§ **Selection**
We also believe there will be continued attractive distressed opportunities in the US and Europe for several years in the future. While default rates are expected to remain low in the US, a 2 per cent default rate on a market nearly $1 trillion in size for high yield and bank loans still results in nearly $20 billion of new defaults each year, plus many other companies that avoid default, but whose securities could trade at distressed levels. Avenue’s assessment of the pipeline of potential stressed and distressed opportunities in the US for the next three years is expected to consist of 95 issuers with roughly $425 billion in total debt as of May 29, 2013. 

Further, nearly 7 per cent of bank loans issued to European companies are still owned by the traditional commercial banks, and there has been minimal refinancing of these loans over the past couple of years. It is estimated that the European commercial banks need to reduce their loan assets by approximately €400 million over the next few years in order to meet regulatory capital requirements. Given these facts and the fact that that Europe has endured a lengthy recession that we believe will be followed by lower than normal growth, we believe the environment in Europe should provide for attractive distressed and stressed opportunities for many years in the future.

§ **Stored rows**
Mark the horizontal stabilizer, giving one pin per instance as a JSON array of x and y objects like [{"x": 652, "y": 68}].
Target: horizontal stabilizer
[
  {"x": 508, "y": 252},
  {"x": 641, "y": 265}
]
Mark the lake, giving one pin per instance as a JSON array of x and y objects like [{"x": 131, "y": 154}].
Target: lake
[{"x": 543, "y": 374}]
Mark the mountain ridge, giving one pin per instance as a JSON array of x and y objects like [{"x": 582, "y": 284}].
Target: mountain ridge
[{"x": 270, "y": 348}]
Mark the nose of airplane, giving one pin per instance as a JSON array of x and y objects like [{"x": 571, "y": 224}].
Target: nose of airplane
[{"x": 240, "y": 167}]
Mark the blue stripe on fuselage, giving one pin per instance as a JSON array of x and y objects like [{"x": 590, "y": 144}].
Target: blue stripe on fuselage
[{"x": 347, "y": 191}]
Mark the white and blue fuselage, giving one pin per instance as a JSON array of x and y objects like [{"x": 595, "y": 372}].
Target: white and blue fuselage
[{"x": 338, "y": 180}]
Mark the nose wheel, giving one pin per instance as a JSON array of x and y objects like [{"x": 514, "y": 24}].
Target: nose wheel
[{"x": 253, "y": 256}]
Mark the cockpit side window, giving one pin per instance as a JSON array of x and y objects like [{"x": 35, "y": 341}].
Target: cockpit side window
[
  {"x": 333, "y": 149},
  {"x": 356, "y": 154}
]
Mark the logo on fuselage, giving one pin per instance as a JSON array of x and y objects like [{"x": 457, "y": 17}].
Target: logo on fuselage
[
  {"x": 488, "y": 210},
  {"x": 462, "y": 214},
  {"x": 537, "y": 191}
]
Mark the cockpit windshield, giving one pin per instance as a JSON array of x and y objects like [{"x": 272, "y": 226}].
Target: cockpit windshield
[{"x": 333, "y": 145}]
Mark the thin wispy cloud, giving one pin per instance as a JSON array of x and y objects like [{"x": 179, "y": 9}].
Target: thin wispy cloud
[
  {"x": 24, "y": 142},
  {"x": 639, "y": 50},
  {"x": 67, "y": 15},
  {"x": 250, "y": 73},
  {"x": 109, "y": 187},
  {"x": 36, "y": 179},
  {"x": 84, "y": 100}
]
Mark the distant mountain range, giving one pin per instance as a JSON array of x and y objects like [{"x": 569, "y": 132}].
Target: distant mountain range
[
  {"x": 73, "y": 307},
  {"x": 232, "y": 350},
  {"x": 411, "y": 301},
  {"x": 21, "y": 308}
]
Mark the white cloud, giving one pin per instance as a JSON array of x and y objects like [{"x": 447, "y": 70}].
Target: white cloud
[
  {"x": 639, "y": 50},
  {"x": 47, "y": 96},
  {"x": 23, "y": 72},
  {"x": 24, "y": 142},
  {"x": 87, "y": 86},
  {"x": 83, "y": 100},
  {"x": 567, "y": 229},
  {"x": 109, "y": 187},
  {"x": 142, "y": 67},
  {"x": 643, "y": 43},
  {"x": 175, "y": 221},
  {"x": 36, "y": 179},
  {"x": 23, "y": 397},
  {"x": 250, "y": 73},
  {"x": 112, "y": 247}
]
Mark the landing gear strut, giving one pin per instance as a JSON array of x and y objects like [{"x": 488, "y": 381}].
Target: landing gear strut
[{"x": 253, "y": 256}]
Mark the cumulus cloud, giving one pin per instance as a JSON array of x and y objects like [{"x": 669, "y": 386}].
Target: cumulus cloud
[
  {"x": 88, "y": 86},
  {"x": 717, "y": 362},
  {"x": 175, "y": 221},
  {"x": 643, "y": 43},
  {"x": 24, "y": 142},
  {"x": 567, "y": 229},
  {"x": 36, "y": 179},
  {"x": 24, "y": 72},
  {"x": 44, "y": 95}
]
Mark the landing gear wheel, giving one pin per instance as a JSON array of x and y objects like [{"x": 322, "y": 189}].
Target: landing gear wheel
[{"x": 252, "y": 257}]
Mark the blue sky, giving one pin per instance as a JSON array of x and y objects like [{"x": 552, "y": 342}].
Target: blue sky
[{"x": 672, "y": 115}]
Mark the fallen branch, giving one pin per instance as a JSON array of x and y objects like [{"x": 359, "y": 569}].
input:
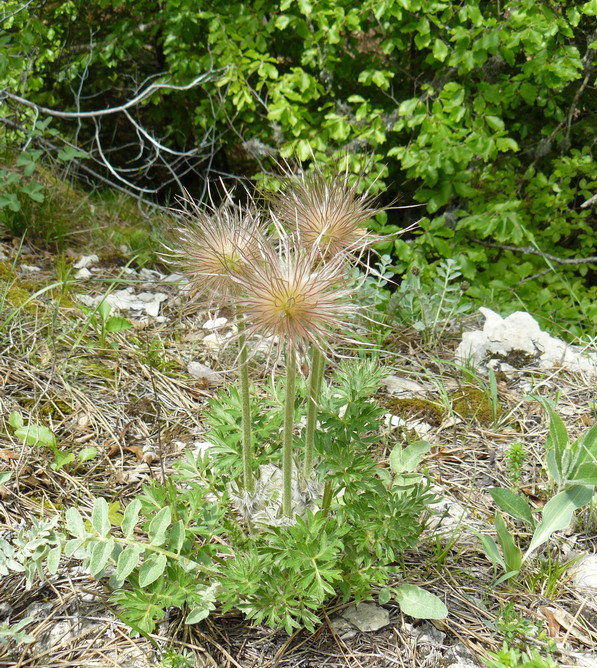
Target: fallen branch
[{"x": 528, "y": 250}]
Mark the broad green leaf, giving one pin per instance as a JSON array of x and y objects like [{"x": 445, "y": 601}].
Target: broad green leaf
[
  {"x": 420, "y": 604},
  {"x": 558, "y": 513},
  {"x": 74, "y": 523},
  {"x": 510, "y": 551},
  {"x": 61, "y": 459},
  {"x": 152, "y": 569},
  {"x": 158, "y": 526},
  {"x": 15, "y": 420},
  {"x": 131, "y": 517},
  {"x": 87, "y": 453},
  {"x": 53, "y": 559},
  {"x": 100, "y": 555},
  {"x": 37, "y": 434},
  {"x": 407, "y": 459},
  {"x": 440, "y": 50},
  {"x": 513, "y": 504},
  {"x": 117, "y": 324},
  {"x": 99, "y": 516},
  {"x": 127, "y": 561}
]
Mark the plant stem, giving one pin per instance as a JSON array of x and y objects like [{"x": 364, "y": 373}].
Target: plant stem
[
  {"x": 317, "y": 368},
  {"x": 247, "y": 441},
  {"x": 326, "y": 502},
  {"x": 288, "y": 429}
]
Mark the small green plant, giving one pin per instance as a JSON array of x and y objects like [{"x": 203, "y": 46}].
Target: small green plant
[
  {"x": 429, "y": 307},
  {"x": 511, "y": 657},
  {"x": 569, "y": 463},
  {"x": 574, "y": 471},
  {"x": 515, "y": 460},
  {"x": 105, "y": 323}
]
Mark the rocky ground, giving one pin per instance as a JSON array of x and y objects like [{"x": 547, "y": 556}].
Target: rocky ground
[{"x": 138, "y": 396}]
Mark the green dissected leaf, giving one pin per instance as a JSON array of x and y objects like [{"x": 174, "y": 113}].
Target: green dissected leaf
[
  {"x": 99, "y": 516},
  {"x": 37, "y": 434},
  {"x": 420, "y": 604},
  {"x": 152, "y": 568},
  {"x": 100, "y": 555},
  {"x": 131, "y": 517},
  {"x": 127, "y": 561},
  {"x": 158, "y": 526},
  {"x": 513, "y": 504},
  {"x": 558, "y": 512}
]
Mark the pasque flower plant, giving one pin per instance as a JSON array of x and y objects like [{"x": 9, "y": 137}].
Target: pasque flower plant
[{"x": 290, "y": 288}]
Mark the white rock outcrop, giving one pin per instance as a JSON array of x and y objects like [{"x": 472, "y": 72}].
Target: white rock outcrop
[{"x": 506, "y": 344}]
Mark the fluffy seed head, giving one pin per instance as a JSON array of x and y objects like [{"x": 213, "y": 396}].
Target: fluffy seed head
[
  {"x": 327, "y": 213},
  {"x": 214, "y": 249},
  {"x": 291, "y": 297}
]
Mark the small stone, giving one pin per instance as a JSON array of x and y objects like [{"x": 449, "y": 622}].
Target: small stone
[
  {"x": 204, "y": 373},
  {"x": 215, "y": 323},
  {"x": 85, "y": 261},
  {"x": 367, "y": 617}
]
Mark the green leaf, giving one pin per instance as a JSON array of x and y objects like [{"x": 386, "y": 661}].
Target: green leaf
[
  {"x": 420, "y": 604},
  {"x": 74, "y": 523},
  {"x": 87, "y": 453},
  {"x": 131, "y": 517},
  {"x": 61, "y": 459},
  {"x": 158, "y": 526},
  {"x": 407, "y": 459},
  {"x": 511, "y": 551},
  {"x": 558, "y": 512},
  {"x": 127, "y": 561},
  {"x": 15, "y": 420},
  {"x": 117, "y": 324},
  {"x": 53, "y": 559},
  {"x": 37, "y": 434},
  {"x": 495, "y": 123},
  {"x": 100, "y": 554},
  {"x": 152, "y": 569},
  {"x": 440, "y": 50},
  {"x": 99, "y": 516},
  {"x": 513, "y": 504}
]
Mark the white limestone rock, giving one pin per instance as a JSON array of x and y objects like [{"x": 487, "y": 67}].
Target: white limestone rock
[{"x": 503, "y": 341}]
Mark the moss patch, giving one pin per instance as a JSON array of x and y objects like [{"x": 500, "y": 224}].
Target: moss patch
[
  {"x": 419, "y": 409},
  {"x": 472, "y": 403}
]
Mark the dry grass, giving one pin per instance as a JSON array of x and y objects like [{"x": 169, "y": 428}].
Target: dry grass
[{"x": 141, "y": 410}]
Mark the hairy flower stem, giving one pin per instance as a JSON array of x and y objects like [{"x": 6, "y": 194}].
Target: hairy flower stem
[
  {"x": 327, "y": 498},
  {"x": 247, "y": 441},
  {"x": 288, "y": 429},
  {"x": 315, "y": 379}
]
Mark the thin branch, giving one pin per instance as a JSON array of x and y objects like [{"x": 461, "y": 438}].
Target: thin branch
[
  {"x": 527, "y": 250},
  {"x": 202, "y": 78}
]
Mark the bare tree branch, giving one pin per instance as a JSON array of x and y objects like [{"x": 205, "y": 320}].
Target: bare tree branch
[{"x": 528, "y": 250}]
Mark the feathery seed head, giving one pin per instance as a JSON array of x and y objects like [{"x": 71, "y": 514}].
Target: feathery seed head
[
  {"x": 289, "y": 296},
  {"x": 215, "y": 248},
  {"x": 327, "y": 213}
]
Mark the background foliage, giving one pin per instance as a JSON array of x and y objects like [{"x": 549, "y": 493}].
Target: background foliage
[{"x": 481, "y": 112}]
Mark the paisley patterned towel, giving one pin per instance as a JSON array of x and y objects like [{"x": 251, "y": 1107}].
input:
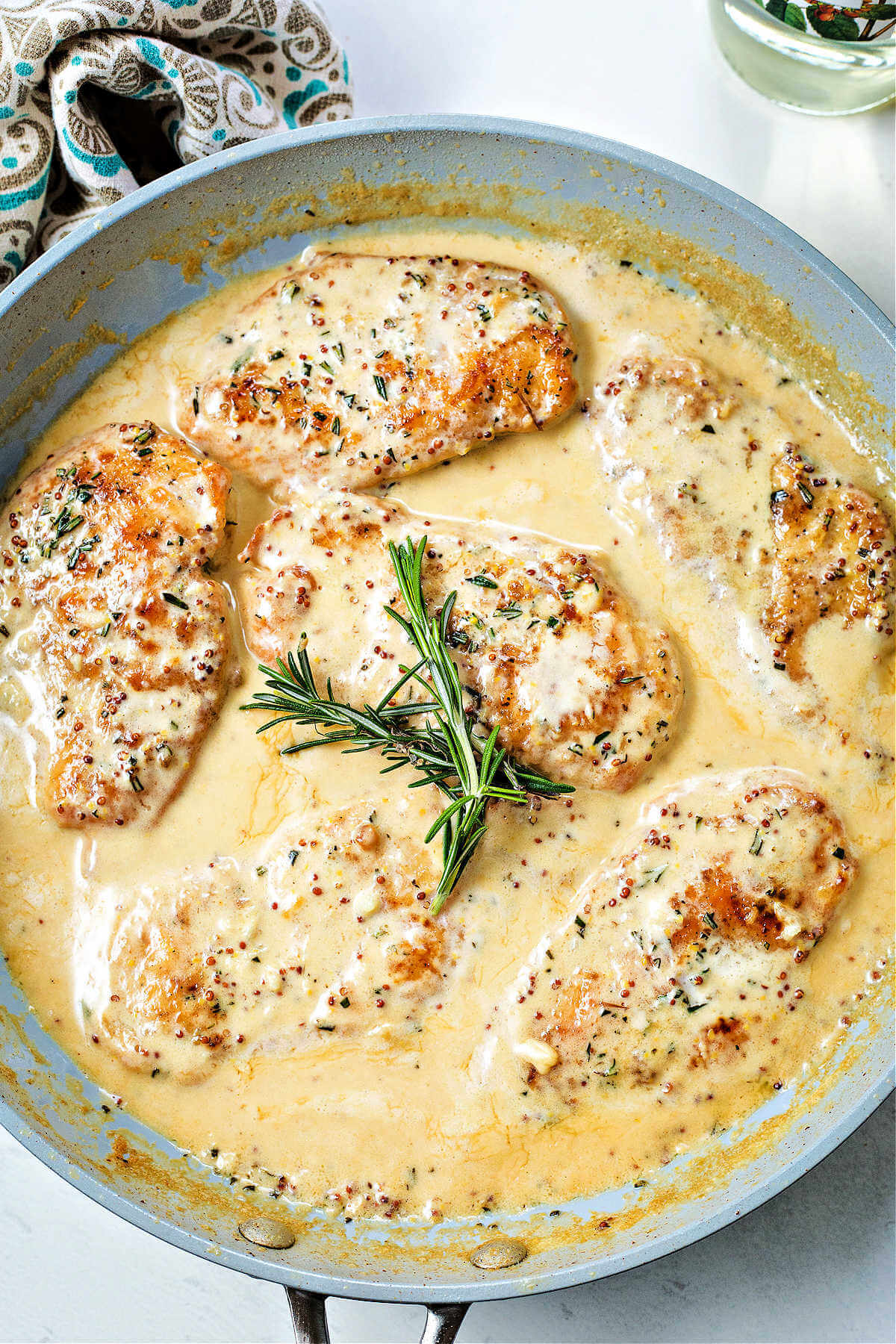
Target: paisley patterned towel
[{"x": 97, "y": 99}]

==

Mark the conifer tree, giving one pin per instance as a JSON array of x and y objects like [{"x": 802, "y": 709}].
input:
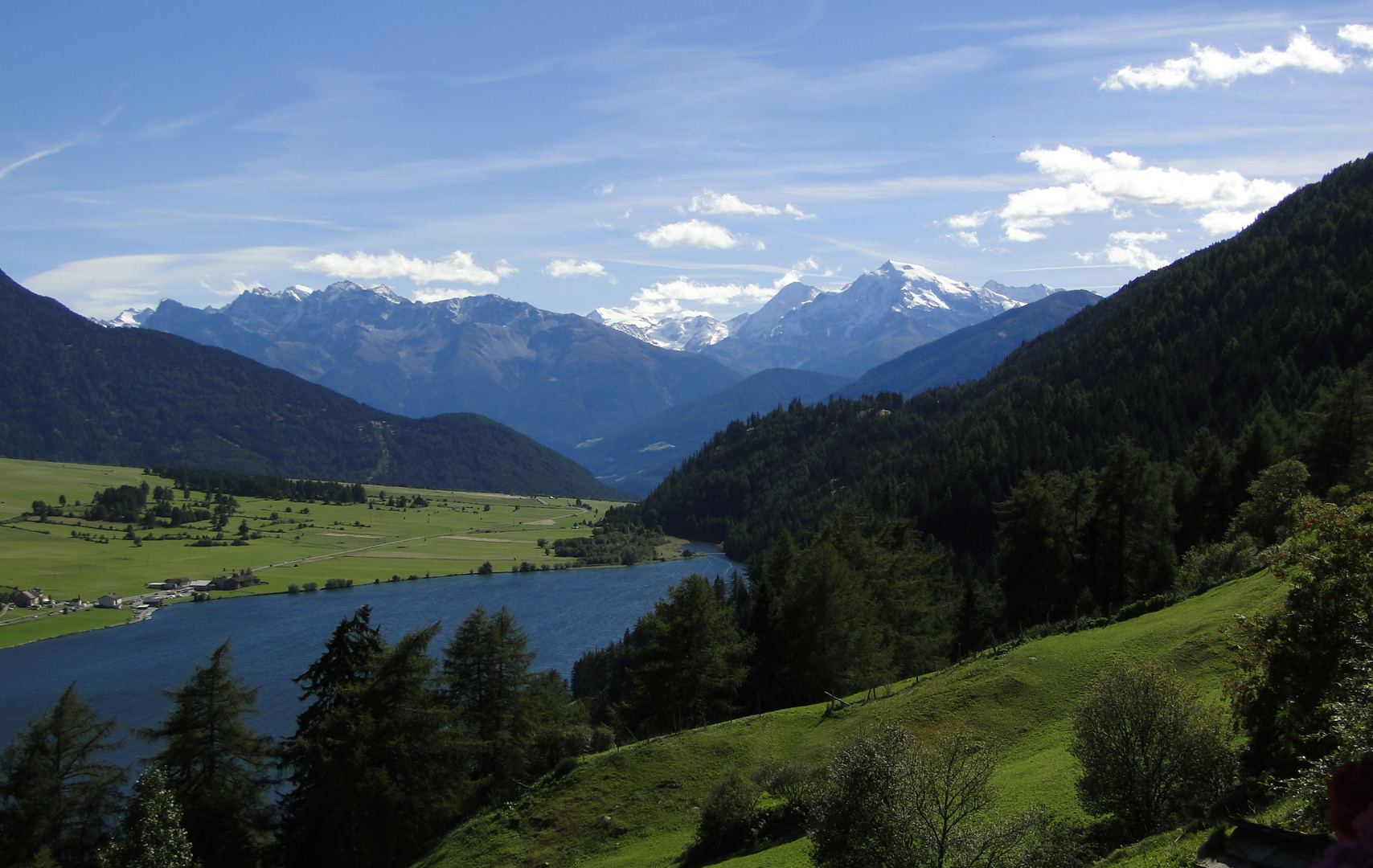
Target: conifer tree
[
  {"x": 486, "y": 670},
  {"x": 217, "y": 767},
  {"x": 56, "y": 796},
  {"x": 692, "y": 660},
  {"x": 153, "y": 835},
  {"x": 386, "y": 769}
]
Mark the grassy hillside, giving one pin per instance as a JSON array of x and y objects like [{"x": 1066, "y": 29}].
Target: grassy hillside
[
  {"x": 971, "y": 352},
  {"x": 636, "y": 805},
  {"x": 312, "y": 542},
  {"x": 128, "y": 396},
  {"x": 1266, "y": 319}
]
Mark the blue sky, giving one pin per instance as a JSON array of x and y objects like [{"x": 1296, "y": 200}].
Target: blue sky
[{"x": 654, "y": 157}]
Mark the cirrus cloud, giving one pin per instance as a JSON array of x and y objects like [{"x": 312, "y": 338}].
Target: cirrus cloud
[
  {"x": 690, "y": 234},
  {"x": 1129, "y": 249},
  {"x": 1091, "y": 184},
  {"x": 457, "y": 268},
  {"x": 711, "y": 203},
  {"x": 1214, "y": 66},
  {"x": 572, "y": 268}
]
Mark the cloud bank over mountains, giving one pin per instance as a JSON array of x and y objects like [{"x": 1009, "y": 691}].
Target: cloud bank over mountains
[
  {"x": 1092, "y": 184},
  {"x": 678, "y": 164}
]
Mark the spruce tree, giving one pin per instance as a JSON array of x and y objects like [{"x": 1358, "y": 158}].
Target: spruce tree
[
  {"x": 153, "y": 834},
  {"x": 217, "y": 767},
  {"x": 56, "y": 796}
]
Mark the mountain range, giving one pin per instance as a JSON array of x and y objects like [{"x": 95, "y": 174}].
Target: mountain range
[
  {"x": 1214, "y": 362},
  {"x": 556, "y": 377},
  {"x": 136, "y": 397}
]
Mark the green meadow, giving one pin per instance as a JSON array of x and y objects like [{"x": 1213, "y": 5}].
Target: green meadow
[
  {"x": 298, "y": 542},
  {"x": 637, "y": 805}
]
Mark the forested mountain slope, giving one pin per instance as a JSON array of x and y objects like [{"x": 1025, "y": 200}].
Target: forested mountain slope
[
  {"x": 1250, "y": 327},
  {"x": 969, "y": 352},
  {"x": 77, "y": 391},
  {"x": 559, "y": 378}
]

§ **Given request 1**
Report every row that contains the word "cirrus", copying each such row in full. Case counts.
§ **Given request 2**
Extend the passage on distressed debt opportunities in the US and Europe, picking up right after its final sentence.

§ **Task response 1**
Mark the cirrus cloud, giving one pin per instance as a JSON array of x and y objects like [{"x": 312, "y": 338}].
Target: cirrus cloud

§ **Task response 2**
In terms of Europe, the pipeline of potential stressed and distressed opportunities over the next three years is expected to include about 220 issuers with roughly €570 billion of total debt as of May 31, 2013.  

Avenue Capital Management has offices in London, Luxembourg and Munich, and four in Asia.  As of April 30, 2013, Avenue oversaw assets of approximately $11.6 billion on behalf of pension funds, family offices, foundations, insurance companies and sovereign wealth funds.